>> START GIVEN DATA
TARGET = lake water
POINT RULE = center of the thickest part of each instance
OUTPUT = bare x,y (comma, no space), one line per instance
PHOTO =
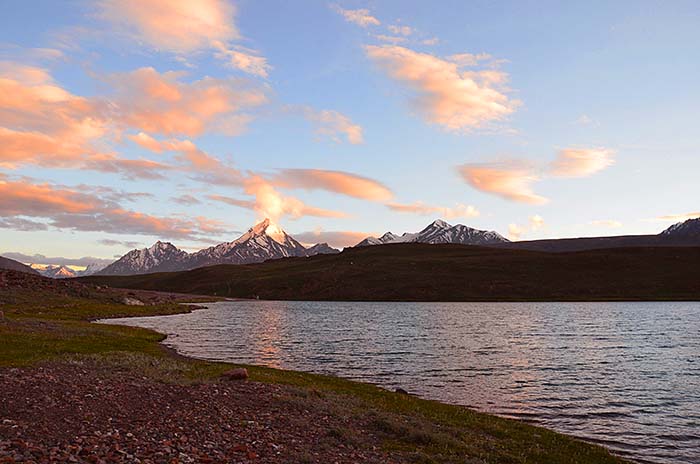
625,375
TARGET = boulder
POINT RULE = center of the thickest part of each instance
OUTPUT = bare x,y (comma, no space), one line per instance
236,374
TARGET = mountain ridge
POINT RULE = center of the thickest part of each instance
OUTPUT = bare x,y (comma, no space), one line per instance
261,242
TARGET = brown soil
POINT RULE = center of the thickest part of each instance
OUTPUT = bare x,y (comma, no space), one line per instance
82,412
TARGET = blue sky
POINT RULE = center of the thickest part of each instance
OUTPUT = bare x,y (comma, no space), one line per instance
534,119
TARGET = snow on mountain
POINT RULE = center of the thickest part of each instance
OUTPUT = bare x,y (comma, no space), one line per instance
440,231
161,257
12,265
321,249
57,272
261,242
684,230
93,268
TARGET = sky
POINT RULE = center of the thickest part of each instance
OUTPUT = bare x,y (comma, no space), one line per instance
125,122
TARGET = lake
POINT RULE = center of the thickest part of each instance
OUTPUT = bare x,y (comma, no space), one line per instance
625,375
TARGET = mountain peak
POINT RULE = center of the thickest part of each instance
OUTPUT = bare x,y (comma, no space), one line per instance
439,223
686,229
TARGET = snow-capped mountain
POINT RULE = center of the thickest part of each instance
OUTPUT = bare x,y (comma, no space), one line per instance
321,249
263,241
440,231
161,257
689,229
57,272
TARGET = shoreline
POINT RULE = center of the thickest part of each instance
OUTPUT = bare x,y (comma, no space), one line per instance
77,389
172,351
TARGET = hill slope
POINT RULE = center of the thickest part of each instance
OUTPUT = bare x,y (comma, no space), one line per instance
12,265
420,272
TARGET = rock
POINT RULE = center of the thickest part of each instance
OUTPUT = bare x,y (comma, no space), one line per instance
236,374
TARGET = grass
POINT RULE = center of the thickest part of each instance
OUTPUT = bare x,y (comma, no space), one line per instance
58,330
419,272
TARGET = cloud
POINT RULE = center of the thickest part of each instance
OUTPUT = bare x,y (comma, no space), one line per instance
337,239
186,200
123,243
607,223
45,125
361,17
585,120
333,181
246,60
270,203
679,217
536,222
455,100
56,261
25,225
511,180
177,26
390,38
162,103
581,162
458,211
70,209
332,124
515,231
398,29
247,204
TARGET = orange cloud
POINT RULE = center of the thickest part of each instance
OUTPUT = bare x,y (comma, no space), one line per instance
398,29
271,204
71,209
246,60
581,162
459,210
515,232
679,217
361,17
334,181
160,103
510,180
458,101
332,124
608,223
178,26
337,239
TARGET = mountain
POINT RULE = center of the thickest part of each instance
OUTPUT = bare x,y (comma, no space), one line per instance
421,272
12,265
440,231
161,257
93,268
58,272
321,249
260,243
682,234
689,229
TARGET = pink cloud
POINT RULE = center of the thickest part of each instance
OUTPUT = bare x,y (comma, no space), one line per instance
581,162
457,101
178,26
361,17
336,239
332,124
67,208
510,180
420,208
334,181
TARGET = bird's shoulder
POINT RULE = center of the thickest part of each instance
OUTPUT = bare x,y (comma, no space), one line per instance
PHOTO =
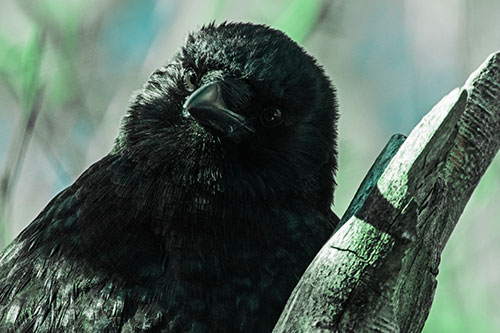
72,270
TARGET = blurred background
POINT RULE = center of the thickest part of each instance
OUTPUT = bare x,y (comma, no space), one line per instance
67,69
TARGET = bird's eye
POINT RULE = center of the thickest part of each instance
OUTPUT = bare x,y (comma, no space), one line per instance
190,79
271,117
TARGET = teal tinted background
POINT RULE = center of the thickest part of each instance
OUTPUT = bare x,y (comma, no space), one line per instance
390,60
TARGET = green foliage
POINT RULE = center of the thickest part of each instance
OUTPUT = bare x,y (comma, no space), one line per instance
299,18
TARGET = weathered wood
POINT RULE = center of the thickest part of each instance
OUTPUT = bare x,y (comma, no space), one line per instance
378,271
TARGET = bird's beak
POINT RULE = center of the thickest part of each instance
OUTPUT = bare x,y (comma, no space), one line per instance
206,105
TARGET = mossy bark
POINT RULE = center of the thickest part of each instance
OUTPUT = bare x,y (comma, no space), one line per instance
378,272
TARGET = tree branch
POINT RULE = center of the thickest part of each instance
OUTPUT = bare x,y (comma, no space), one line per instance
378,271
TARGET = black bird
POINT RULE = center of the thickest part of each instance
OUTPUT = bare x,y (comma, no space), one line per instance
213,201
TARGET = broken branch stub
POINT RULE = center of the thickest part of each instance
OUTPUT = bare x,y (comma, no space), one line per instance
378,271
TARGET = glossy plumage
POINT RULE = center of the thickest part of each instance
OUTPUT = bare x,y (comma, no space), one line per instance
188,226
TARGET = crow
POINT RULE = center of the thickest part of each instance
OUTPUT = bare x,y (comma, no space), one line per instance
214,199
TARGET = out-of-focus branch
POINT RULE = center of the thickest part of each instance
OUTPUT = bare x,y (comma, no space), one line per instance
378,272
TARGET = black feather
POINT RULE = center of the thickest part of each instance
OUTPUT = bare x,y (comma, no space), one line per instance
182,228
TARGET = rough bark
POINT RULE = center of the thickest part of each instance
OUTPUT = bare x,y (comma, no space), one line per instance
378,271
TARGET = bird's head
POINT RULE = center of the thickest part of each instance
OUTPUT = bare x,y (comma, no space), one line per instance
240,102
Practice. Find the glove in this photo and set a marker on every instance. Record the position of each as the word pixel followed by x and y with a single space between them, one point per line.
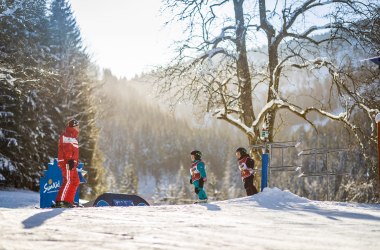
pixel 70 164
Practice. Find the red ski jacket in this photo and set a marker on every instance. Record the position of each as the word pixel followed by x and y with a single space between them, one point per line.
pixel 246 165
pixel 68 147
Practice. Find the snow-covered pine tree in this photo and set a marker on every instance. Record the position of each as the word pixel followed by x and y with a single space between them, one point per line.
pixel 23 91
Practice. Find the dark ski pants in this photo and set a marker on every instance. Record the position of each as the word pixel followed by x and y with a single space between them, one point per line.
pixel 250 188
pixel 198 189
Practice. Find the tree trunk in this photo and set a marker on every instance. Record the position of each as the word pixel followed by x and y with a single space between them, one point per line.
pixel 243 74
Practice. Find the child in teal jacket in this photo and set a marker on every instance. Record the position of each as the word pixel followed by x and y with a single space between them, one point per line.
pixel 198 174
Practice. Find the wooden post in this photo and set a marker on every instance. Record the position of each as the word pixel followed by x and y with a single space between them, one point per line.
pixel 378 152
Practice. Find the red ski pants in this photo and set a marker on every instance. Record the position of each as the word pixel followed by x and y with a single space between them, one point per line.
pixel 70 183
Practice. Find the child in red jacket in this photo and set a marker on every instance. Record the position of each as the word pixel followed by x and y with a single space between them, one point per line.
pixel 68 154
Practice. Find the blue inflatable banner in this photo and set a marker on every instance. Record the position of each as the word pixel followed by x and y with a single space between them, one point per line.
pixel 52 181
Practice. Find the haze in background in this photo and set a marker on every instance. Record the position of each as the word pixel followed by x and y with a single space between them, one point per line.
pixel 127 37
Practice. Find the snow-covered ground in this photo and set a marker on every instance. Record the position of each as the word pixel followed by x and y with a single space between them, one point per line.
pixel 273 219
>> END GIVEN DATA
>> START GIVEN DATA
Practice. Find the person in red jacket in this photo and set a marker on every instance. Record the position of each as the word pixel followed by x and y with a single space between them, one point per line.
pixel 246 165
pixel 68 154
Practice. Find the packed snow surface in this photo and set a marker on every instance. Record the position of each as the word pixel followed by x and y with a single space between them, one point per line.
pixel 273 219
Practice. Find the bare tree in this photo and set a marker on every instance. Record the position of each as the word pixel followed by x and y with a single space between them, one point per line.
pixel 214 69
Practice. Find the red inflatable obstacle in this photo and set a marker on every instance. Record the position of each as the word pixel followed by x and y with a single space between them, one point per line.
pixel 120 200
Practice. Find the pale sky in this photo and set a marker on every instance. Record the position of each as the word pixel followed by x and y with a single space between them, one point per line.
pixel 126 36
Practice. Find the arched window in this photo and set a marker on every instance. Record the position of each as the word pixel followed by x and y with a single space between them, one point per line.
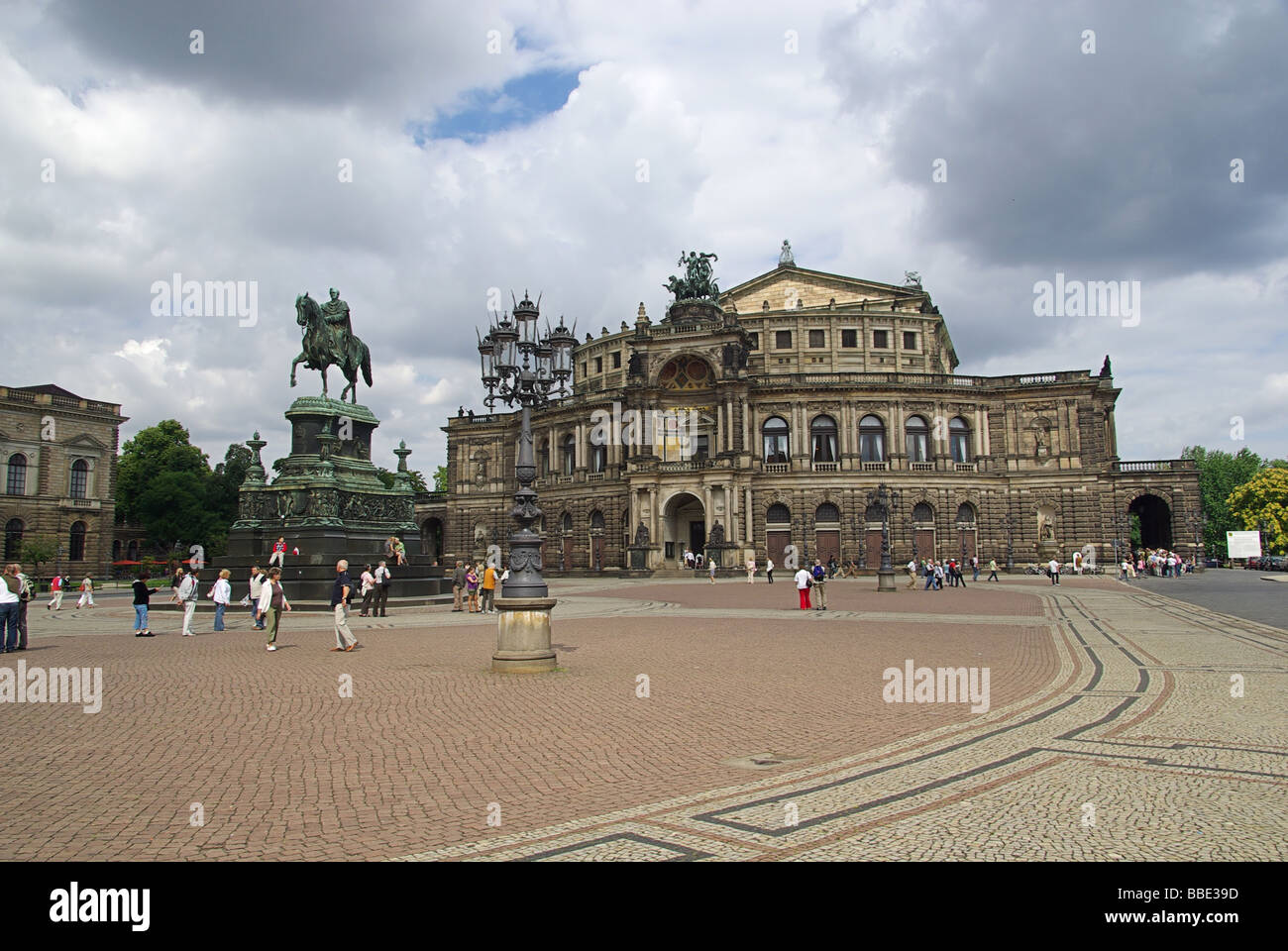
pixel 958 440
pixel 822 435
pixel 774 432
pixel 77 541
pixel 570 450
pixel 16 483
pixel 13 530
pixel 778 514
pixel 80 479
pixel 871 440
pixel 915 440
>> END GIVEN DATA
How many lines in the records above contain the word "branch"? Reply with the number alone.

**RESULT OF THIS EXERCISE:** 3